Write only how many lines in this data include "shadow".

Image-backed grounding data:
..........

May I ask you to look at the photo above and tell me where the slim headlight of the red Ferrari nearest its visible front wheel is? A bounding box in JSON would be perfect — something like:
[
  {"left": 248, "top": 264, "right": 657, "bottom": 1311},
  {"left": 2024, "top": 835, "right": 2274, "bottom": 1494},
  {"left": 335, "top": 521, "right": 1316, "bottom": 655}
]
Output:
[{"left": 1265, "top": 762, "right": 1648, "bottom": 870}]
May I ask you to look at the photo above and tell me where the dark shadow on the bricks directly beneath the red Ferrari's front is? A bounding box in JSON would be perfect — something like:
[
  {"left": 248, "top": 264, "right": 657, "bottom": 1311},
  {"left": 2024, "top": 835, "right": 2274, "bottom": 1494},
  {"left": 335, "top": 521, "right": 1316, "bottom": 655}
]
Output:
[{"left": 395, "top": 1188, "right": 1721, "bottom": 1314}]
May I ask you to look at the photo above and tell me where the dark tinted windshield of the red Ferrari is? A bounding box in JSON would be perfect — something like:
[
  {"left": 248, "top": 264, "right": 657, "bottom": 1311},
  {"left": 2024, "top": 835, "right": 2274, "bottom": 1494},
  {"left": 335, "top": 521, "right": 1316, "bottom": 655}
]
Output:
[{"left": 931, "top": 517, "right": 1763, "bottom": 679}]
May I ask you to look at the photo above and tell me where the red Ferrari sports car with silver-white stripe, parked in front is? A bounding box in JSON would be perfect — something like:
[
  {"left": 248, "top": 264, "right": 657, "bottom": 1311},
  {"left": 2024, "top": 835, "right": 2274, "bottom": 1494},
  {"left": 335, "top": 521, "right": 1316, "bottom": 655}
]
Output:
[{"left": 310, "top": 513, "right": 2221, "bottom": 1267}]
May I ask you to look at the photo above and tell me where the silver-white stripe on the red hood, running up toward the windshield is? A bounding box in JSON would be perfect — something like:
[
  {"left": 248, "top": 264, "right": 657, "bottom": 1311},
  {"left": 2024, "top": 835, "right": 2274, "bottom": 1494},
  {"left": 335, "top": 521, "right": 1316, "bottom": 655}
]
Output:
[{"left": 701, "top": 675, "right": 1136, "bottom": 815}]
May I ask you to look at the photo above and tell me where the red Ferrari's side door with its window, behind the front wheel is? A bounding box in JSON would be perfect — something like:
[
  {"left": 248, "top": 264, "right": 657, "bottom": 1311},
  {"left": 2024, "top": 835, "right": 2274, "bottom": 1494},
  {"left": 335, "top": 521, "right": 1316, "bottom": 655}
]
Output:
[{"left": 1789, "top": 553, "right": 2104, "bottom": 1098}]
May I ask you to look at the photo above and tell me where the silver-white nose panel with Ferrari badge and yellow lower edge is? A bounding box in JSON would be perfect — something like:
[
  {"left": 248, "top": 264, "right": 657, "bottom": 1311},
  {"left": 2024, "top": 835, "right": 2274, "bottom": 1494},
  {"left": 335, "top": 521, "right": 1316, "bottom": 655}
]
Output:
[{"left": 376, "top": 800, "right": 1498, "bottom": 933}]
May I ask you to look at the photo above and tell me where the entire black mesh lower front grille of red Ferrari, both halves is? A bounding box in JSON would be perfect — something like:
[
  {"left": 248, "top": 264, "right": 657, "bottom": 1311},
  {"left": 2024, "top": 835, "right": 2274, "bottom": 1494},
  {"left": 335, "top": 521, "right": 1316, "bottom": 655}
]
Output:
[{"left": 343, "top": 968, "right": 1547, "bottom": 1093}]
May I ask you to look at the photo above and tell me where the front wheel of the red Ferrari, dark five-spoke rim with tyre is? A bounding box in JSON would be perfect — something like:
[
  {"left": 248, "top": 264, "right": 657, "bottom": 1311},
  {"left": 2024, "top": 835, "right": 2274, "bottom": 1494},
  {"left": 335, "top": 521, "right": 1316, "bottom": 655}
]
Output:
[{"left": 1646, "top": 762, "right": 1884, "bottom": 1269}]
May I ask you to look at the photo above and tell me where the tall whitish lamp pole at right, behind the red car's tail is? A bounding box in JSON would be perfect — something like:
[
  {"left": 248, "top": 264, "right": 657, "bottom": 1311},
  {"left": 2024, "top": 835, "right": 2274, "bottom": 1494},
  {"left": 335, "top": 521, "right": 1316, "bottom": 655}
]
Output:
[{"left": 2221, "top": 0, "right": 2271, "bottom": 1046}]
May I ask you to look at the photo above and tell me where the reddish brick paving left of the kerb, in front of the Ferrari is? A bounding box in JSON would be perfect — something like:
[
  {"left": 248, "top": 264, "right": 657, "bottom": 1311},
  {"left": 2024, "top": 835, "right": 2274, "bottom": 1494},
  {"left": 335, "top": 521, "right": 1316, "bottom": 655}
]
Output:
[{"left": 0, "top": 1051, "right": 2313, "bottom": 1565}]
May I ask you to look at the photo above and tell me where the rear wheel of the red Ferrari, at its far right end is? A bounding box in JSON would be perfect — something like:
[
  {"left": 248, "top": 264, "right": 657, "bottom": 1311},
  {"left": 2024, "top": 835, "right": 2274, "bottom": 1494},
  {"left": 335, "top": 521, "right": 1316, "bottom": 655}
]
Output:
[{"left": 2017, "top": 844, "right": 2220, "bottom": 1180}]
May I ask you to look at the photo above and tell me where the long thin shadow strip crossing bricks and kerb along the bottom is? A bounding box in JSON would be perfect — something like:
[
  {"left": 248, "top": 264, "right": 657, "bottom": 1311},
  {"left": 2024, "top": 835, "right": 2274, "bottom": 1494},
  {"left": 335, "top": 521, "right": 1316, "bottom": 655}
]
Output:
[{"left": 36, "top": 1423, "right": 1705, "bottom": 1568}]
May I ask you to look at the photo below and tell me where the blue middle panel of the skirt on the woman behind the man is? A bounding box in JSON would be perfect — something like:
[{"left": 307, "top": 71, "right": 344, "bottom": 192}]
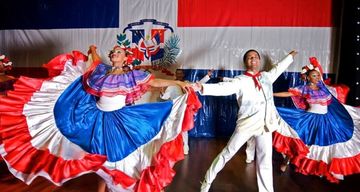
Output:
[{"left": 277, "top": 99, "right": 354, "bottom": 146}]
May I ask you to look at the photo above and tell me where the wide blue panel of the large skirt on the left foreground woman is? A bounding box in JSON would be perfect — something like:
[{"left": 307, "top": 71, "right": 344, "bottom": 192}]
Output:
[{"left": 54, "top": 78, "right": 172, "bottom": 162}]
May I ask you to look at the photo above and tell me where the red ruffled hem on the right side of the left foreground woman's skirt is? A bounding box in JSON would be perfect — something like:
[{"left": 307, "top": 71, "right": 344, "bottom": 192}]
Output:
[{"left": 103, "top": 91, "right": 201, "bottom": 192}]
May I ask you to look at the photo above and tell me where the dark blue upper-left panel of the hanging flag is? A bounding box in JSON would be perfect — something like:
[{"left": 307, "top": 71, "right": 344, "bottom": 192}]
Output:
[{"left": 0, "top": 0, "right": 119, "bottom": 30}]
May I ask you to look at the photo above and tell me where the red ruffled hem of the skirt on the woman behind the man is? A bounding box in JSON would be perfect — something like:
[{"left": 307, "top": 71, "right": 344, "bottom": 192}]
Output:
[{"left": 273, "top": 132, "right": 360, "bottom": 183}]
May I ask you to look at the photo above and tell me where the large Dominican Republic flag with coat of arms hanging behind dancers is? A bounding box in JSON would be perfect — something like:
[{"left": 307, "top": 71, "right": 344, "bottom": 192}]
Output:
[{"left": 0, "top": 0, "right": 339, "bottom": 73}]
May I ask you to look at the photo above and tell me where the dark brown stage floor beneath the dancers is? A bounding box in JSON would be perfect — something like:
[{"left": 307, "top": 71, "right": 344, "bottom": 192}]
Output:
[{"left": 0, "top": 138, "right": 360, "bottom": 192}]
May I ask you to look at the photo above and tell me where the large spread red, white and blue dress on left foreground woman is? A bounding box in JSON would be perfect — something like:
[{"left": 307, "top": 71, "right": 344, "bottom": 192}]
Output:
[{"left": 0, "top": 51, "right": 200, "bottom": 192}]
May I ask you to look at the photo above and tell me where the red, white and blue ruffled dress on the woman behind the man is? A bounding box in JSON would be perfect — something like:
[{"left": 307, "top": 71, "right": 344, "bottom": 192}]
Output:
[{"left": 273, "top": 82, "right": 360, "bottom": 182}]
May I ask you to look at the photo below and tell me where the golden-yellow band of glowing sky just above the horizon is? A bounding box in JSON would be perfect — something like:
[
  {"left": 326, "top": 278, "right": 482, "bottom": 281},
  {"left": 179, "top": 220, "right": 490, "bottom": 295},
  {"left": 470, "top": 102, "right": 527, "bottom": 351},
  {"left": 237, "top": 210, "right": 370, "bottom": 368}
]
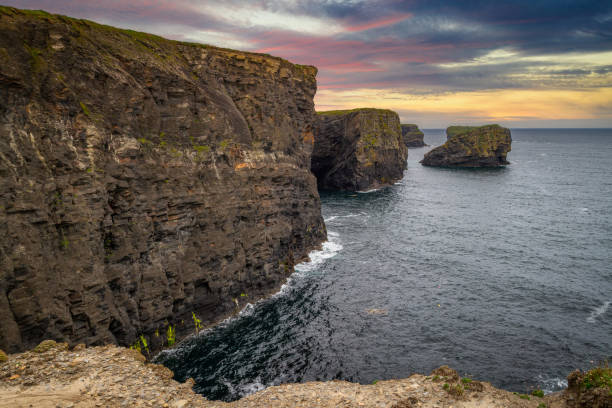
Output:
[{"left": 315, "top": 87, "right": 612, "bottom": 123}]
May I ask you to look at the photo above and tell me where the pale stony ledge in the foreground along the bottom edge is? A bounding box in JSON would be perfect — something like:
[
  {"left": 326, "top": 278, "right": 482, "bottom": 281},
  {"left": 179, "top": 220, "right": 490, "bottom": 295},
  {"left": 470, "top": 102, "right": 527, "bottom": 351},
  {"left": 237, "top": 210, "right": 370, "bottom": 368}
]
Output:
[{"left": 0, "top": 341, "right": 612, "bottom": 408}]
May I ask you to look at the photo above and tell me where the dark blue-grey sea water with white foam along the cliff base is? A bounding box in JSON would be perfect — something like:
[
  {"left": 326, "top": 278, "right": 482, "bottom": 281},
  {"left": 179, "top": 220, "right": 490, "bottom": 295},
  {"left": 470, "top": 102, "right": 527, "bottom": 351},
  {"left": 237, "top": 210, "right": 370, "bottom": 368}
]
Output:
[{"left": 159, "top": 129, "right": 612, "bottom": 400}]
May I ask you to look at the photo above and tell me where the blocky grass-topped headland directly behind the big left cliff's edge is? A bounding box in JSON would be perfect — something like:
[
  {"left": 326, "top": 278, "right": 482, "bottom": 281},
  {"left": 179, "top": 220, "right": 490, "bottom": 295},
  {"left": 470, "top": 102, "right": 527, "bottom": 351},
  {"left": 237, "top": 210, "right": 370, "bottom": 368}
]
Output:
[{"left": 311, "top": 108, "right": 408, "bottom": 191}]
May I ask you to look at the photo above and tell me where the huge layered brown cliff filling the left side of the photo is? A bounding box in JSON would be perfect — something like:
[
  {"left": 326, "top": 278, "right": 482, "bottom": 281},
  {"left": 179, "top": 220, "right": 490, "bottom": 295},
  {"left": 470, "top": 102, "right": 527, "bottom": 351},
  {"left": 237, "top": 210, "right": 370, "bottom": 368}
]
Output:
[{"left": 0, "top": 7, "right": 326, "bottom": 351}]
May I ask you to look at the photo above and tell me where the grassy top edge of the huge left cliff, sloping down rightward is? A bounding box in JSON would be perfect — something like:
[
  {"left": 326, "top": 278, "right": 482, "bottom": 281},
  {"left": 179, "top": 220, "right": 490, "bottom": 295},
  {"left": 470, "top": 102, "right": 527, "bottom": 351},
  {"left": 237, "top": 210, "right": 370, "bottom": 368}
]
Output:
[{"left": 0, "top": 5, "right": 318, "bottom": 75}]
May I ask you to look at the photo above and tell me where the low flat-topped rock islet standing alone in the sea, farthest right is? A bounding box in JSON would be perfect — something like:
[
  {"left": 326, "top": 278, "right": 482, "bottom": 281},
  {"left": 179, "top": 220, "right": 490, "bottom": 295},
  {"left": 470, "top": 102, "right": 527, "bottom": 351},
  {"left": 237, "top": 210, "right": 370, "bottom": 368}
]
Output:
[{"left": 421, "top": 125, "right": 512, "bottom": 167}]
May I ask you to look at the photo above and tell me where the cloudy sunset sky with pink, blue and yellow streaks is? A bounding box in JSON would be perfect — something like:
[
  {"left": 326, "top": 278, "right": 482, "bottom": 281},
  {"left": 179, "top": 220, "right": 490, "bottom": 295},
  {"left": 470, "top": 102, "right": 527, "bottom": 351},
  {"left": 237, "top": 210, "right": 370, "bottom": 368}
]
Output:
[{"left": 0, "top": 0, "right": 612, "bottom": 128}]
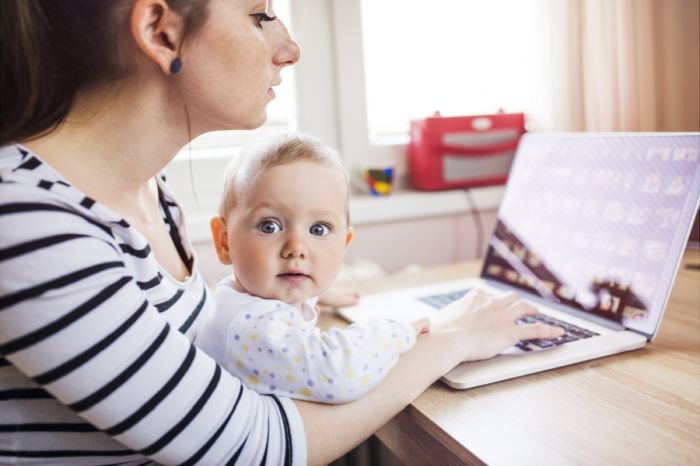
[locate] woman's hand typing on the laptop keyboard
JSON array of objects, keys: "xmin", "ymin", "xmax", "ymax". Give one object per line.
[{"xmin": 432, "ymin": 288, "xmax": 564, "ymax": 361}]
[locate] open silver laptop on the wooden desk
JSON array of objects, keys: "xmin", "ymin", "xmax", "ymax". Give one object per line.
[{"xmin": 339, "ymin": 133, "xmax": 700, "ymax": 389}]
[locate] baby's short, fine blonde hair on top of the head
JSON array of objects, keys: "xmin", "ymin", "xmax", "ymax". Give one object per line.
[{"xmin": 219, "ymin": 133, "xmax": 350, "ymax": 225}]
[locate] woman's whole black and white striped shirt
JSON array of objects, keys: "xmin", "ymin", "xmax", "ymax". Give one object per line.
[{"xmin": 0, "ymin": 145, "xmax": 306, "ymax": 464}]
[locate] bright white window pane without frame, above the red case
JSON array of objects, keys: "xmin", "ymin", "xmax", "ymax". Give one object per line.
[{"xmin": 361, "ymin": 0, "xmax": 547, "ymax": 142}]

..........

Answer to this task: 2